**Text to read:**
____

Linefeed

Are you also one of the unlucky ones who uploaded music to YouTube Music without proper local backups, and now you depend on their takeout service to get your files back? Welcome.

The main issue with this is, that you basically get back one huge folder containing all the .mp3's, and a .csv that somehow lists all these songs, and gives the corresponding album and artist(s).

This would be already unhandy enough, but what is much worse is that the title names in the .csv often do not match the file names of the song files. For instance, the .mp3's have truncated names, several special characters are replaced, etc. So it is basically a huge mess to sort these files back into some meaningful folder structure. Maybe there are some easy ways to do so (please tell me!). One thing you can do is trying to import all the files into a media player, and hoping that then the stuff gets sorted automatically. I tried that, and it worked for some albums, but for the most part it didn't. Probably because a lot of my files are not tagged. You can tag them manually, but this is an even bigger mess when the files are not grouped by their album.

So I wrote a little gawk script to at least create the correct folders and move the files into those as much as possible. All this script does is trying to correct the song title in the .csv in a way that it matches the real filename, and then moves the file into either this folder structure: ArtistAlbumTitle or this one: AlbumTitle The first one is probably more what you want, but the problem is that sometimes the titles of one album have several different artists. In this case, you do not get one folder per album, but one folder for each artist of that album. This is avoided with the second structure. You may want to use both structures to help you sorting everything correctly at the end.

This is all by far not perfect, but it helped me a lot to get started. There are several issues still open, like:

  • when there are several songs with the same title, these may not be treated correctly
  • even when all songs of an album are moved into their correct folder, the ordering of the songs in the album is still unknown (unless the song names are ordered lexicographically in the right way)
  • I may have missed necessary corrections of the .csv entries since I only tested it with my songs
  • Google may have changed the .csv structure when you read this, so the script will not work anymore
  • ...

____

**Do this:** From the post on sorting YouTube Music takeout files, return the passage starting with "This would be" and going on through "by their album.", copied word for word.

**Material provided:**
____

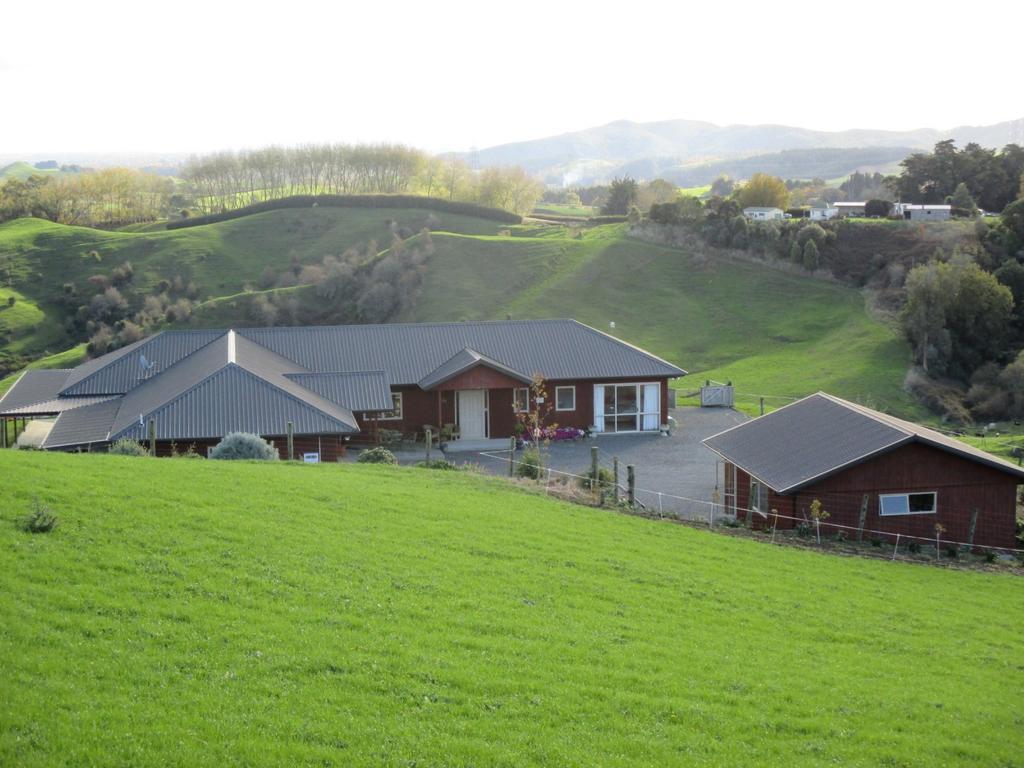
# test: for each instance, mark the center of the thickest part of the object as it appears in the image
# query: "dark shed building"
(902, 477)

____

**Solution to this task:**
This would be already unhandy enough, but what is much worse is that the title names in the .csv often do not match the file names of the song files. For instance, the .mp3's have truncated names, several special characters are replaced, etc. So it is basically a huge mess to sort these files back into some meaningful folder structure. Maybe there are some easy ways to do so (please tell me!). One thing you can do is trying to import all the files into a media player, and hoping that then the stuff gets sorted automatically. I tried that, and it worked for some albums, but for the most part it didn't. Probably because a lot of my files are not tagged. You can tag them manually, but this is an even bigger mess when the files are not grouped by their album.